Work item: Count the lines in the data below that contain the string "rough". Matching is case-sensitive; reply with the number only.
START Task input
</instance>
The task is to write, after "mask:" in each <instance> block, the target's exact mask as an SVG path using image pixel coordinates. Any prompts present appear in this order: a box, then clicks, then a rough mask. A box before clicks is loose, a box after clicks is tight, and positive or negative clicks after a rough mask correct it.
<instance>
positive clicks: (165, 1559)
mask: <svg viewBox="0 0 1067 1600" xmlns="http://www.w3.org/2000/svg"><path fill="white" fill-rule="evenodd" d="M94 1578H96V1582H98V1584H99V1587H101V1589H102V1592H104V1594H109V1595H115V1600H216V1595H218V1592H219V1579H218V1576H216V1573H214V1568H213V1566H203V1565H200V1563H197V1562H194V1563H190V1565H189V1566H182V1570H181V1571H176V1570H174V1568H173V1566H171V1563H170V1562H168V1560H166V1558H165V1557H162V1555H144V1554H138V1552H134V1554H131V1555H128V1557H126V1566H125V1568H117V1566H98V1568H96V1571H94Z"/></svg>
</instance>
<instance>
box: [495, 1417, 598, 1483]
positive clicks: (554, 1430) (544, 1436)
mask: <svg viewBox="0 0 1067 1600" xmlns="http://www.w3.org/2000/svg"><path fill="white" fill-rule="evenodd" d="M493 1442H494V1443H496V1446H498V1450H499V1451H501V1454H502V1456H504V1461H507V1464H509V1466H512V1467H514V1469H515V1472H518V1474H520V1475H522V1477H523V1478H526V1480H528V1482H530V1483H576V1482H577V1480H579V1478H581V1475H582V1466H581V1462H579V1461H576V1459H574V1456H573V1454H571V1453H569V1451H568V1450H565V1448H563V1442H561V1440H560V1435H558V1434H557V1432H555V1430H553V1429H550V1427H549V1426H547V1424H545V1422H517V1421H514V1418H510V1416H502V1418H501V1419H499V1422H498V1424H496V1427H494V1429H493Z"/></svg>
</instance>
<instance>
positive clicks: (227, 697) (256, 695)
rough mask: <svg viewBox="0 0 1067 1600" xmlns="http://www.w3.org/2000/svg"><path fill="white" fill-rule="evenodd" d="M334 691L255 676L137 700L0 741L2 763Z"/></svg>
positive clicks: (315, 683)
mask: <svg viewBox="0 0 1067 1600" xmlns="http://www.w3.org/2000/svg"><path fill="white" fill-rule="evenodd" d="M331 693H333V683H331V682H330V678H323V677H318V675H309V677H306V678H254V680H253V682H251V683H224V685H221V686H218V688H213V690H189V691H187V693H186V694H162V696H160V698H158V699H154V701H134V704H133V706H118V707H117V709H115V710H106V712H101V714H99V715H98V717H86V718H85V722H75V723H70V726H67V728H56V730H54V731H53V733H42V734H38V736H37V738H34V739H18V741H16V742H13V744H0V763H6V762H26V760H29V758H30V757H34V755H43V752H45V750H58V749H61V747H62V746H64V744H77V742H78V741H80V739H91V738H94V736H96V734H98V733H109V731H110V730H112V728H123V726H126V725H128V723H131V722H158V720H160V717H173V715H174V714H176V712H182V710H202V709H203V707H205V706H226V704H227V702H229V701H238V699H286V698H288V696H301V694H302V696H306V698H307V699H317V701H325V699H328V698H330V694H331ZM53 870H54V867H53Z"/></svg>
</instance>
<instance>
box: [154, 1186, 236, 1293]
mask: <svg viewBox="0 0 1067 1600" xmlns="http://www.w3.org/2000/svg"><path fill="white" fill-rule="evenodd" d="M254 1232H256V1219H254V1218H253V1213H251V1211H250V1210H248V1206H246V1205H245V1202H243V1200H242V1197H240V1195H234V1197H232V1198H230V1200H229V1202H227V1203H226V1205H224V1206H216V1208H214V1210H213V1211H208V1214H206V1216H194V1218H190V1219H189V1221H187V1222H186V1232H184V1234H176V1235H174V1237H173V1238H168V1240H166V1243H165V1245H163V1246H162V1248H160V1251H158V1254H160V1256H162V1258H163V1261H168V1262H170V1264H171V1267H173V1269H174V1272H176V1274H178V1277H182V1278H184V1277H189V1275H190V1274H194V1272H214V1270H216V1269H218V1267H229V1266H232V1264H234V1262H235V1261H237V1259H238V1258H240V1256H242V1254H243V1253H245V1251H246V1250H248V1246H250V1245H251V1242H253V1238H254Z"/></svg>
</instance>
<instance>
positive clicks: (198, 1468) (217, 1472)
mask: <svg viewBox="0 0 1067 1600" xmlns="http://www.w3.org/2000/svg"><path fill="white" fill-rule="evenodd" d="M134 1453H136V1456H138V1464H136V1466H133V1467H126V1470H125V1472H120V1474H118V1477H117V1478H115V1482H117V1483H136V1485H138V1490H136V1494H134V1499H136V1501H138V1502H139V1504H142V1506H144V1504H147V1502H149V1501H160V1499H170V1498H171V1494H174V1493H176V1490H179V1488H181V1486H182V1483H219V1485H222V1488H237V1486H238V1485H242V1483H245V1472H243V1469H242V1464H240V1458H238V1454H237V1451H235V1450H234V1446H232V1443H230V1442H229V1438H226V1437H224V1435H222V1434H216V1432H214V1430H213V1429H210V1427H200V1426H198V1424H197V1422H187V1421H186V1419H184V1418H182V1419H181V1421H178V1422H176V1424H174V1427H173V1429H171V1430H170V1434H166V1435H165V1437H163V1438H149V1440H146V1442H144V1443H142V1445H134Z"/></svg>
END Task input
Your solution: 2